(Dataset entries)
○ ○ ○
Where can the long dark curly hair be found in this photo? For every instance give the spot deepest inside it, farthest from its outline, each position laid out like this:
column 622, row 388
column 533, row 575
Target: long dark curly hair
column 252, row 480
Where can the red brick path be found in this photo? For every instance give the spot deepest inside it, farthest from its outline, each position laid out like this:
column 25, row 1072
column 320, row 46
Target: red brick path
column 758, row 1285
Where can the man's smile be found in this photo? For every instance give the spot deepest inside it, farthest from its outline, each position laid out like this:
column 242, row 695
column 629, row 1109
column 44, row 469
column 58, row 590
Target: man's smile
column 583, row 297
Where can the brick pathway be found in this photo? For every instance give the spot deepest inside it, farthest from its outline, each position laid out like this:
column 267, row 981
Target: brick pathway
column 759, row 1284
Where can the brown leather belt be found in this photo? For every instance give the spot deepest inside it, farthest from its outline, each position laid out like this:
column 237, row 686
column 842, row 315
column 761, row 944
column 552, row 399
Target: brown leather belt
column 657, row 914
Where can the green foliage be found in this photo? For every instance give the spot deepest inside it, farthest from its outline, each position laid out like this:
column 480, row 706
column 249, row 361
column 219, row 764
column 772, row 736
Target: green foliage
○ ○ ○
Task to carry out: In the records above, some lines hold the word "each". Say how many, and nothing more.

Answer below: 6